> **Getoonde tekst**

───

Griekse liefde

Door Sam De Wilde, op Fri Nov 06 2015 21:44:52 GMT+0000

The Lobster (2015) is een Grieks-Britse romantische sciencefictionkomedie. Het zijn veel woorden voor een omschrijving die uiteindelijk niet veel zegt. Maar goed, de films van Yorgos Lanthimos moeten het meestal met slechts één woord stellen: raar. Na het gezin in Dogtooth (2009) en de rouw in Alps (2011) behandelt het Griekse weird wave-boegbeeld nu de liefde. ‘Dat is wat ons bezighoudt en waar we dus films over maken.’

Raar, surrealistisch en absurd zijn de meest gebruikte woorden met betrekking tot het werk van de Griekse regisseur Yorgos Lanthimos. En wie weet dat zijn internationale doorbraakfilm Dogtooth over drie kinderen gaat die nog nooit het ouderlijke huis verlaten hebben, geloven dat zombies kleine gele bloemetjes zijn en dat incest heel normaal is, vindt die woorden allicht nog zo ongepast niet. Opvolger Alps zal met zijn groep mensen die als bijverdienste recent overleden personen vertolken, ook niemand van het tegendeel overtuigd hebben.

En toch wist Lanthimos op basis van die twee films acteurs als Colin Farrell, Rachel Weisz, John C. Reilly, Léa Seydoux en Ben Whishaw te strikken voor zijn eerste Engelstalige project, The Lobster. En zoals hij het zelf al lachend zegt: ‘Voor het geld hoefden ze het niet te doen.’ Wat hen wel aantrok in ’s mans werk moet iets te maken hebben met de manier waarop hij details uit onze realiteit zo ver drijft dat ze vanzelf ongemakkelijke vragen gaan oproepen over mens en maatschappij.

In The Lobster is het niet anders. In een nabije toekomst, of een parallel universum (wie zal het zeggen), is het niet toegestaan om alleenstaand door het leven te gaan. Wanneer de vrouw van David (gespeeld door een subliem ongemakkelijke Colin Farrell) hem verlaat, komt hij terecht in het Hotel, alwaar hij 45 dagen krijgt om een partner te vinden alvorens veranderd te worden in een dier naar keuze.

───

> **Wat te maken**
Vervang in de tekst over The Lobster "zombies" door "geesten" en geef het stuk van "Raar, surrealistisch en" tot en met "tegendeel overtuigd hebben." opnieuw. De vermeldingen spelen hierbij geen rol.

> **Aangeleverd materiaal**
───

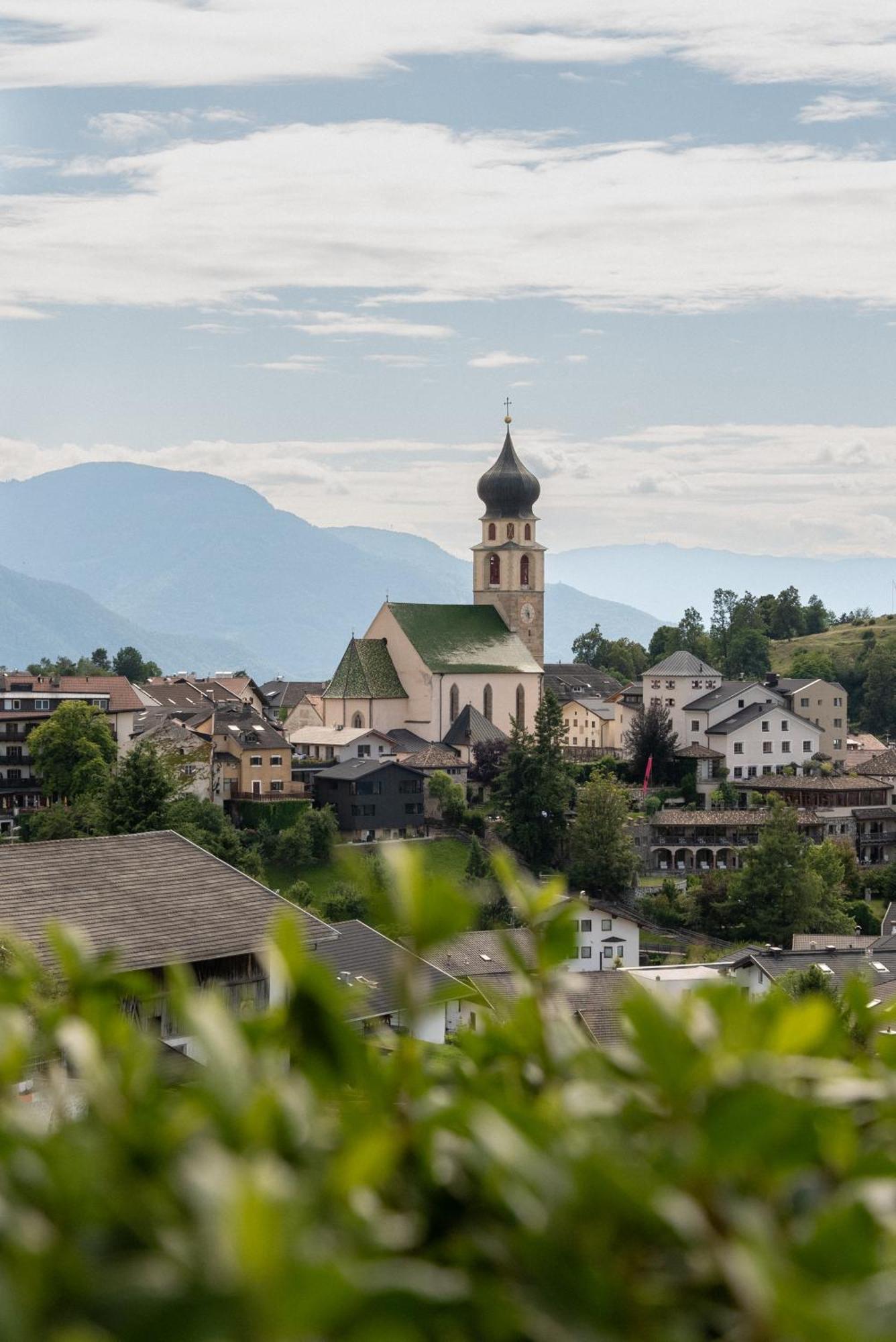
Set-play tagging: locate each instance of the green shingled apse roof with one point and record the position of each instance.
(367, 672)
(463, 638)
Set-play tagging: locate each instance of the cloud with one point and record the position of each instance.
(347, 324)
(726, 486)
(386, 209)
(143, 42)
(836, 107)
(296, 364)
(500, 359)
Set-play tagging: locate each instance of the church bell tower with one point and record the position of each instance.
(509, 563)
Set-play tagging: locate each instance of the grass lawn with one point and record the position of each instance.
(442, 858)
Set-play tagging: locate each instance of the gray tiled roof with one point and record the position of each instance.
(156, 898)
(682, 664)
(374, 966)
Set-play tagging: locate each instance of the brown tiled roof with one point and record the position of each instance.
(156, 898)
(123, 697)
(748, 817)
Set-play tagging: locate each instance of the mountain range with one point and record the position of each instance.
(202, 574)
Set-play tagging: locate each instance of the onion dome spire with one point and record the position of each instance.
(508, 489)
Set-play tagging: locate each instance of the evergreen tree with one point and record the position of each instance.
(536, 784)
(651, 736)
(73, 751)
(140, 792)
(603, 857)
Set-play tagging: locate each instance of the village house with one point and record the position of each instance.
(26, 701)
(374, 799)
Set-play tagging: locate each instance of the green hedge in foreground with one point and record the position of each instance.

───

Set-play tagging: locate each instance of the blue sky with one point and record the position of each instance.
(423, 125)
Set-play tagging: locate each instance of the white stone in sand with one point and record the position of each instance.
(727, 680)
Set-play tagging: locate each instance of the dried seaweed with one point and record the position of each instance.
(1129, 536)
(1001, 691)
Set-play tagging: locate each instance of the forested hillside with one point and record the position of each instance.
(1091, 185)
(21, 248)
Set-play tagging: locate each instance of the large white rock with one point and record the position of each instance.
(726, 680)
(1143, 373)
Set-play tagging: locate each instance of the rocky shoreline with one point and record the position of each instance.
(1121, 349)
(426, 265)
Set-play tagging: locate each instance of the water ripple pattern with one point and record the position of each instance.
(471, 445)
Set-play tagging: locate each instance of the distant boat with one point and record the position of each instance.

───

> **Uitgewerkte opdracht**
Raar, surrealistisch en absurd zijn de meest gebruikte woorden met betrekking tot het werk van de Griekse regisseur Yorgos Lanthimos. En wie weet dat zijn internationale doorbraakfilm Dogtooth over drie kinderen gaat die nog nooit het ouderlijke huis verlaten hebben, geloven dat geesten kleine gele bloemetjes zijn en dat incest heel normaal is, vindt die woorden allicht nog zo ongepast niet. Opvolger Alps zal met zijn groep mensen die als bijverdienste recent overleden personen vertolken, ook niemand van het tegendeel overtuigd hebben.